[Problems to work on]
1. In the passage on Wilhelm Miller, what was the Garden Magazine's initial selling price?
2. Extend the passage on Wilhelm Miller by a paragraph or two, picking up right after its final sentence.

[Given text]
▶

But one influential US garden writer, Wilhelm Miller, wanted to change things. His mission was no less than to encourage "Americans to surpass England in gardening" - and thereby develop an American garden style.


Wilhelm Miller and the 'English' garden


Wilhelm T. Miller (1869-1938), later known as William Tyler Miller, began his career as an associate editor of horticulturalist Liberty Hyde Bailey’s Cyclopedia of American Horticulture. He was fascinated by British gardens which he thought “the most beautiful things of their kind in the world”, especially the “English cottage garden” style so beloved by Americans.


Wilhelm T. Miller (1869-1938), US horticulturalist and landscape designer

Miller later became the garden editor of the popular upmarket Country Life in America (from 1901) selling for 35 cents a copy and modelled after the UK’s own Country Life, and general editor of the Garden Magazine from 1905 - a cheaper publication initially selling for 10 cents, and undoubtedly named for William Robinson’s popular UK journal, The Garden - both titles often featuring articles by UK horticulturalists reprinted from UK magazines.


For example, while browsing the 1924 volume of the US Garden Magazine, I found articles by William Robinson and also the famed UK plant-hunter Ernest Wilson, but here writing in his capacity as Assistant Director of the famed Boston Arnold Arboretum.

◀

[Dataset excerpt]
▶

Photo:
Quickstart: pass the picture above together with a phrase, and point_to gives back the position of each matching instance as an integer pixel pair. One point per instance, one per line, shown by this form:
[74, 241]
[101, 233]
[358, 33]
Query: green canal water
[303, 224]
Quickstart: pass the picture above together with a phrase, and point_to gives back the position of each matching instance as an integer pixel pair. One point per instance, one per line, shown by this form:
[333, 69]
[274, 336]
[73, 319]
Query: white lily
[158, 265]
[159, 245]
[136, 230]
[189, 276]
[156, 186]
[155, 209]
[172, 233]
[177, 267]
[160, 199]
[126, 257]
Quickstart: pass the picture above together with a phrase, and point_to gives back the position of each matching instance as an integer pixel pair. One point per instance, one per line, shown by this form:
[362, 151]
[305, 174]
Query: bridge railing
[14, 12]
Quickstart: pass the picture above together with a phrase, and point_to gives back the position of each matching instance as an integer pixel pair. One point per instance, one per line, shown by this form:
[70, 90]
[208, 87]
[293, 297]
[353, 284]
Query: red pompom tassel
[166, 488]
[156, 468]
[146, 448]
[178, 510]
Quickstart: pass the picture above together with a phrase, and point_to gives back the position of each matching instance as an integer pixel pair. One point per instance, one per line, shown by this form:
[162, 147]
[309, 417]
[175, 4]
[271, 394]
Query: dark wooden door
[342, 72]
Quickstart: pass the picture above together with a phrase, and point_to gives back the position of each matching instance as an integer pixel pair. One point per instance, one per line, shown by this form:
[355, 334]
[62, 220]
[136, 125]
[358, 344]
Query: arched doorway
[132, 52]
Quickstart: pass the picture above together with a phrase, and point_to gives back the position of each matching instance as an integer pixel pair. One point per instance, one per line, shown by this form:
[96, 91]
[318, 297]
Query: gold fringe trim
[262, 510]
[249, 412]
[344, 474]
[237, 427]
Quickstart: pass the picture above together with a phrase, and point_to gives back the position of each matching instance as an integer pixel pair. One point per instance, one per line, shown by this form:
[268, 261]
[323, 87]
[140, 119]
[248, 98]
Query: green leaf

◀

[Exercise answers]
1. 10 cents.

2.
In both magazines, Miller promoted his ideas about native planting recognising that, with their myriad photographic illustrations, such magazines were key in communicating a gardening ideal to the American public even more so than books: "We have few books", he wrote, "that have contributed much toward an American style of gardening... compared to the bulk of... magazines which give thousands of pictures of American effects. The... future must... pore over the old files of 'Garden and Forest', 'Country Life in America', 'the Garden Magazine', etc.".


Front cover of 'Country Life in America', Vol 1, No 1, November 1901. First published in 1901 as an illustrated monthly magazine, it closed in 1942


Country Life in America concentrated mostly on gardening, keepings its readers informed of the latest garden fashions and featuring articles on the gardens of the wealthy. As The New York Times pointed out in its review of the first issue of November 23, 1901: “The publishers of this handsome monthly… seem to have felt that there was a want and to have supplied it. The first issue for this month, November, was certainly [a] fine a specimen of American typography… The initial number could not be better, and it is the intention of the publishers to keep up this high pictorial standard. As to the text, the services of the most competent writers in the country have been put under requisition.”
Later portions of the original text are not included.